(Dataset records)
• • •

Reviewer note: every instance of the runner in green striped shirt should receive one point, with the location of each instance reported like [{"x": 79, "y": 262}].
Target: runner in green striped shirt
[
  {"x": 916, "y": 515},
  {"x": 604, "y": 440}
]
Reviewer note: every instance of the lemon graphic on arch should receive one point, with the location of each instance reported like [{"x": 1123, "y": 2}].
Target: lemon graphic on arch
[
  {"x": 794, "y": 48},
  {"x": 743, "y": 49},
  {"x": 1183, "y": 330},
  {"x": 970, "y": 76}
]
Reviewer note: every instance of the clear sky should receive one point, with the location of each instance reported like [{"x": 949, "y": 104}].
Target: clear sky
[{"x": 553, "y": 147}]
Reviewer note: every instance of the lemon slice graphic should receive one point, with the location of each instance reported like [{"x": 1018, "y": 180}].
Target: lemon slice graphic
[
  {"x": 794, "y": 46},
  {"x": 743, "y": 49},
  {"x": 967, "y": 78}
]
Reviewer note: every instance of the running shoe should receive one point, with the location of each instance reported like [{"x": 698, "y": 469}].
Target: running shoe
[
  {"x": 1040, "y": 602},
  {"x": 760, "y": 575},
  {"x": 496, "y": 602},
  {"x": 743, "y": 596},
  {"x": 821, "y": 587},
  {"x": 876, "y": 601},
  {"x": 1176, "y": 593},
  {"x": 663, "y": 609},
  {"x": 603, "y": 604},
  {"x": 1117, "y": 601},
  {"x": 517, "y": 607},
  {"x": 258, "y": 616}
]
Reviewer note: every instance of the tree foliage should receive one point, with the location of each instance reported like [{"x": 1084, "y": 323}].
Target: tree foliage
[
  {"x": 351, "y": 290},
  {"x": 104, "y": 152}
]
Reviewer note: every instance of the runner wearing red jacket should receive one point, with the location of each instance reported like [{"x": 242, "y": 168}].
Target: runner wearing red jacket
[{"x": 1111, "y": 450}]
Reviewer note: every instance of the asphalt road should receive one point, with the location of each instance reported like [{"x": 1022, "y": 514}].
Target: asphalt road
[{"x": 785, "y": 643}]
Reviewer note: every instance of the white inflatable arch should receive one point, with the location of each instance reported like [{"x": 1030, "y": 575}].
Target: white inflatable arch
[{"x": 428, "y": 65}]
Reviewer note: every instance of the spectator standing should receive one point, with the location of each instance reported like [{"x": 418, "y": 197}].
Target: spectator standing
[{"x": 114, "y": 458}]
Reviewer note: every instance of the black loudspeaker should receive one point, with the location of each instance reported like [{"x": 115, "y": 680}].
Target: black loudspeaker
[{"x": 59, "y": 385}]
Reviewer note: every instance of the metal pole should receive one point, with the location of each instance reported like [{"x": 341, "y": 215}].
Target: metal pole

• • •

TASK STATEMENT: Copy out every line of the data where the word "metal" occurs.

WRITTEN SOLUTION:
Reviewer note: every instance of the metal pole should receive one point, with the location of each instance reported like [{"x": 341, "y": 215}].
Target: metal pole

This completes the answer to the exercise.